- [Document passage]
□ □ □ □ □

Sunrise over Chateau Thieuley. Photo provided by Sylive Courselle
Global warming is most evident among farmers, who are the mercy of nature. Late frost this year also contributed to the early ripening of grapes, as the yield was reduced so the remaining crop ripened faster. Having the grapes ripen early can pose problems for the overall ripeness of the grapes, not just having adequate sugar levels, but Sylvie is happy with the quality of their grapes, their clayey soil being a help in retaining moisture during the very hot, dry summer. This is very important to maintain good acidity, vital for balance and longevity in the whites. Another challenge is that it is still hot at night, and even though they start to pick at 3 am, keeping the cellar cool during the maceration process is a challenge.
In Umbria, Roberto di Filippo
uses a sartorial story to show the difference in harvesting times- 35 years ago he would start the harvest in a tee shirt and finish in a sweatshirt- this year he will start and finish in a tee shirt. They also had a hot, dry summer, but were saved by a few days rain in August which fattened up the berries and gave a better juice to skin ratio. Usually, rain in August can be a problem as it swells the grapes too much and dilutes the juice, but it was much needed this year. Roberto will do two harvests, one early to make the most of the acidity and citrus aromas in the younger grapes, then another when the grapes have developed more apricot, peach and banana flavours, thus arriving at the balance and complexity he wants in the wine. The harvest in Romania is going very well, and though also early, the growing season has been excellent and he his happy with the quality of the grapes. The soil in La Sapata
is sandy/limestone, and doesn’t suffer as much from the drought as his soil in Umbria. Conversely, down in Sicily, the harvest is late. Assia Giolli, winemaker at Cantina Marilina
with owner Angelo Paterno, explained that as there was rain in August which is very unusual, they had to wait for about 10 days to harvest as the balance had been changed by too much water. Unlike Roberto’s experience in Umbria, they didn’t need that extra juice. Early harvesting is very important as they want to keep the alcohol low in such a hot climate. They are very happy with their harvest so far, having totally healthy grapes which is crucial to allow longer maceration.
According to Roberto Di Filippo, he must be a good farmer first and a good winemaker second. All of these vignerons must be ready to act with whatever circumstances nature throws at them, and to use their instincts, skills and experience to make great wine in challenging circumstances. They must adapt to the changing climate while preserving the integrity of their individual wine styles, naturally, working with nature, not artificially modifying the result.

□ □ □ □ □

- [Dataset content]
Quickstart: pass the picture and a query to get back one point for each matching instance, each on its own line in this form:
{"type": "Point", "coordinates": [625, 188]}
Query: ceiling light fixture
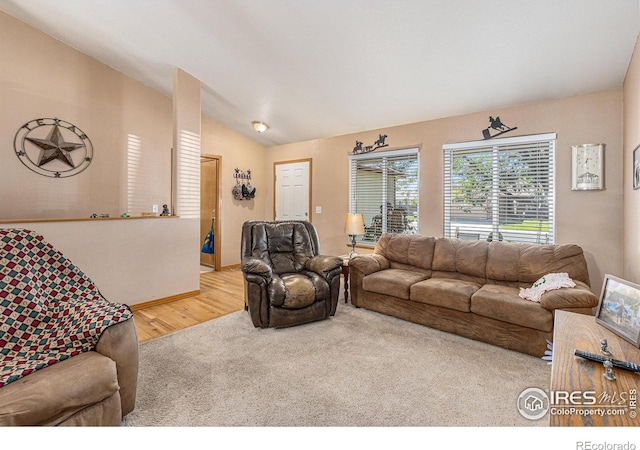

□ □ □ □ □

- [List of tasks]
1. From the wine harvest article, list every fruit aroma or flavor that Roberto di Filippo aims to capture through his two harvests.
2. Echo the wine harvest article word for word, between "According to Roberto" and "modifying the result.", inclusive.
3. According to the wine harvest article, why did Cantina Marilina in Sicily delay its harvest by about 10 days? Answer in one to three sentences.

- [Responses by task]
1. citrus, apricot, peach, banana

2.
According to Roberto Di Filippo, he must be a good farmer first and a good winemaker second. All of these vignerons must be ready to act with whatever circumstances nature throws at them, and to use their instincts, skills and experience to make great wine in challenging circumstances. They must adapt to the changing climate while preserving the integrity of their individual wine styles, naturally, working with nature, not artificially modifying the result.

3. August rain, which is very unusual there, left the grapes with too much water and changed their balance. The winery waited about 10 days before harvesting.